__Problem__
Reproduce the whole listing, keeping each word unchanged.

__Source data__
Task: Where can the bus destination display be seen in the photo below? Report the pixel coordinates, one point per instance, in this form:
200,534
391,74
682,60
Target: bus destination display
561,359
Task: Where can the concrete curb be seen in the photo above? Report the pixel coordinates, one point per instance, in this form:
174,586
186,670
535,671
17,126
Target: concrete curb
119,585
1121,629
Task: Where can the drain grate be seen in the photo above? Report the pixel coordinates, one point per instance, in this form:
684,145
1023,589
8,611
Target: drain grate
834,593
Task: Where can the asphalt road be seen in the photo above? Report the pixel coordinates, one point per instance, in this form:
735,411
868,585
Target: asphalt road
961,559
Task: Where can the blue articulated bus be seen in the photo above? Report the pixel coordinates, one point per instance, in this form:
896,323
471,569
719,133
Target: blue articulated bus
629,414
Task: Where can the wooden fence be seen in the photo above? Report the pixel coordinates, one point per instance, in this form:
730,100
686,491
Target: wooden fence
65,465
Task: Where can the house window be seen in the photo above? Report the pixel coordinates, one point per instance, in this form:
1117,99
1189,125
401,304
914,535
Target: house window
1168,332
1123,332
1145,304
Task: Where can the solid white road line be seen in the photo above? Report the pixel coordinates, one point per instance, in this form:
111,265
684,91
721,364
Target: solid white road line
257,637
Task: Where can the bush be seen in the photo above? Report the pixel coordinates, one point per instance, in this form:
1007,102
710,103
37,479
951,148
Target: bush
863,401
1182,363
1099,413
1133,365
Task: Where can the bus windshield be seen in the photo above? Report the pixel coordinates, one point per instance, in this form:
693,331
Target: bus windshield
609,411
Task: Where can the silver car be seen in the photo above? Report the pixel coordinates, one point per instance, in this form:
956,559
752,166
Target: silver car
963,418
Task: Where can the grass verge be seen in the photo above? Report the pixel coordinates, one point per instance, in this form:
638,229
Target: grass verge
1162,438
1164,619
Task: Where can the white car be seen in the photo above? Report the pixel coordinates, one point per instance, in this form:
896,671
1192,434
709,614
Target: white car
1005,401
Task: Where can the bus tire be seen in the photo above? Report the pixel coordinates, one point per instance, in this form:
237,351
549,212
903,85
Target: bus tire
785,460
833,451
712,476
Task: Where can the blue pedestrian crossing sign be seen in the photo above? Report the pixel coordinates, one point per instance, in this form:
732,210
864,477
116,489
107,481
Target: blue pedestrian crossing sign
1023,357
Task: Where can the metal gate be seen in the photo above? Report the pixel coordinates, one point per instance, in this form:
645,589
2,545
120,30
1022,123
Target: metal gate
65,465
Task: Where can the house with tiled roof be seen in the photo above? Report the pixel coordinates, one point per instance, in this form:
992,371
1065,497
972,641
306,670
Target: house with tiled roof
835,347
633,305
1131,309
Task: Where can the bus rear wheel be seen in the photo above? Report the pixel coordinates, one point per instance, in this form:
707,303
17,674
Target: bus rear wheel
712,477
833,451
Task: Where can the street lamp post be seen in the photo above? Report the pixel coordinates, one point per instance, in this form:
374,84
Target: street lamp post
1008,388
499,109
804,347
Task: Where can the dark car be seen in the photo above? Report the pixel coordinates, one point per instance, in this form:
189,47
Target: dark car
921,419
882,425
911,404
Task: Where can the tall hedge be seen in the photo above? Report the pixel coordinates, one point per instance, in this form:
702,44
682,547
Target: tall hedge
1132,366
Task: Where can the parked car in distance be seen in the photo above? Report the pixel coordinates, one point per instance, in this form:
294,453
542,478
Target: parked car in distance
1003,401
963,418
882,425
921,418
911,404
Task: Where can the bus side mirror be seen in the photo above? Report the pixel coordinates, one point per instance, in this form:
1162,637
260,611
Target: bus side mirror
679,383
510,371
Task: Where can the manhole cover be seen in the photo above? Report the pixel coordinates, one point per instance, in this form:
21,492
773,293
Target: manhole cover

__Result__
Task: Where can the bus destination display be seen in the photo below? Report the pixel coordinates, one point per instance, in this form:
200,534
391,74
682,60
Target: bus destination display
561,359
Task: Where can the concrete curb be seen in the photo above? Report the pixel coordinates, one point per instance, in this form:
174,586
186,670
535,671
17,126
Target: concrete curb
119,585
1121,629
Task: Where can the drain grate be seen in the photo above? Report the pixel coordinates, one point per instance, in this form:
684,145
1023,589
8,611
Target: drain grate
834,593
Task: Where can the asphalt road be seen in the photo above? Report the pixel coordinates, one point per instance, in this form:
735,411
868,585
Target: asphalt road
961,559
Task: Where can the blue articulated bus be seen in the photo above? Report the pixel coordinates, one point per instance, in this form:
896,323
471,569
719,133
Target: blue articulated bus
629,414
Task: Where can the wooden fence be seen in the photo above? Report the pixel coordinates, one point per instance, in this form:
730,100
686,491
Target: wooden fence
65,465
Task: Where can the house window be seen in the photo above? Report the pixel coordinates, one point per instance, in this form:
1117,99
1189,125
401,304
914,535
Target: house window
1168,332
1123,332
1145,304
Task: Where can the solid white road line be seen in the photo above? Report the pixel coordinates, one point per instance, in this form:
111,265
684,91
721,364
Target: solid white road line
257,637
Task: Where can the bush be seen in the photo above? Report the pixel coordinates, one point per instance, in this form:
1007,102
710,103
37,479
951,148
Target: bush
863,401
1182,363
1099,413
1133,365
Task: Where can the bus windshield be seen in the photo above? Report the pixel coordinates, one point per instance, in this form:
693,331
Target: bus windshield
609,411
Task: Where can the silver car be seen in the photo above? Report the pixel coordinates, one point per instance, in this form:
956,559
752,166
Target: silver car
963,418
Task: Where can the grass verge be seen in the photo above? Report the pixel coordinates, one point per instance, in this form:
638,229
Target: grass verge
1162,438
1164,619
Task: Where can the white car be seen in the photo above? Report the pixel coordinates, one point per instance, in this form:
896,671
1192,434
709,614
Target: white car
1005,401
Task: Where can the bus tire be seen in the photo above? Report the pixel coordinates, one point per instance, in this form:
237,351
549,212
903,85
Target: bus tire
785,460
833,451
712,476
Task: Where can the blue pedestrian crossing sign be seen in the photo above? Report the pixel coordinates, one point per instance, in this form:
732,210
864,477
116,489
107,481
Target: blue pedestrian crossing sign
1023,357
Task: Where can the metal gate be seen in the photo above? Report the pixel coordinates, one point per instance, in this form:
645,589
2,545
120,30
1022,123
Target: metal gate
65,465
Task: Where can the house with tiled roof be seen in the photo above? Report the pixel coordinates, one point per instance, in this form:
992,371
1065,497
972,641
306,670
Target: house with tiled roof
835,347
633,305
1131,309
Task: Where can the bus rear wheel be seen in the photo above? Report the pixel coordinates, one point per instance, in this form:
707,303
17,674
Target: bus rear wheel
712,477
833,451
Task: Where can the street lamp post be seen in the photo above? Report the pixel coordinates, one point per instance, in this form:
374,84
Target: street lamp post
1008,388
499,109
804,347
Task: Where can the dark car be seen in the photo above? Report the pixel coordinates, one point per instance, in this form:
189,47
Target: dark car
921,419
882,425
911,404
Task: Where can the tall hedge be seen in the photo above? Report the pixel coordinates, one point per instance, in this form:
702,44
682,547
Target: tall hedge
1132,366
Task: Where can the parked car in distance be seen in the photo above? Report the pixel coordinates, one point per instance, in this form:
294,453
542,478
Target: parked car in distance
1003,401
963,418
882,425
921,418
911,404
Task: Where can the bus side mirror be seen in the photo above? Report the pixel coordinates, one point per instance, in this form:
1162,637
260,611
Target: bus side mirror
679,383
510,371
Task: Where can the manhole cover be seen in the photo above? Report the pixel coordinates, one point per instance, in this form:
21,492
773,293
Target: manhole cover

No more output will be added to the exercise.